* **OBJECTIVE**: Could you update the data from the line containing "slab in the photo above." through the end, changing "concrete" to "stone", leaving everything else unchanged and returning only those lines?
* * * * * * * * *
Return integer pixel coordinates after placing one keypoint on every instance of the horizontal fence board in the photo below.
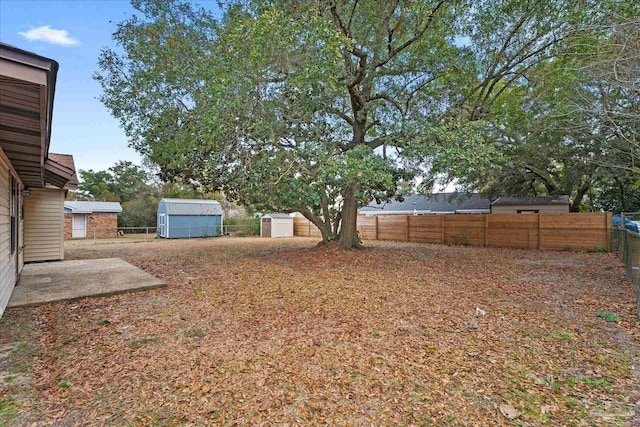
(575, 231)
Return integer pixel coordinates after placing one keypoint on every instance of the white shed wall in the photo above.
(282, 227)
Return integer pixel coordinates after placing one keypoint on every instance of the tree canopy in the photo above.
(322, 106)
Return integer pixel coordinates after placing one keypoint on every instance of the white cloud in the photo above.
(50, 35)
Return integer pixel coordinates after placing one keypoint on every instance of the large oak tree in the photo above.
(321, 106)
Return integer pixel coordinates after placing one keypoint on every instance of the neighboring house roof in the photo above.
(282, 216)
(92, 207)
(515, 201)
(436, 203)
(192, 207)
(65, 161)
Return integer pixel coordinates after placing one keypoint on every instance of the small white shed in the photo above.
(276, 225)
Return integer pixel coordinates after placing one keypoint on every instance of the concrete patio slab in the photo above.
(69, 280)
* * * * * * * * *
* **RESULT OF THIS EXERCISE**:
Return integer pixel coordinates after placing one keypoint on every instance of the stone patio slab in the photo above.
(69, 280)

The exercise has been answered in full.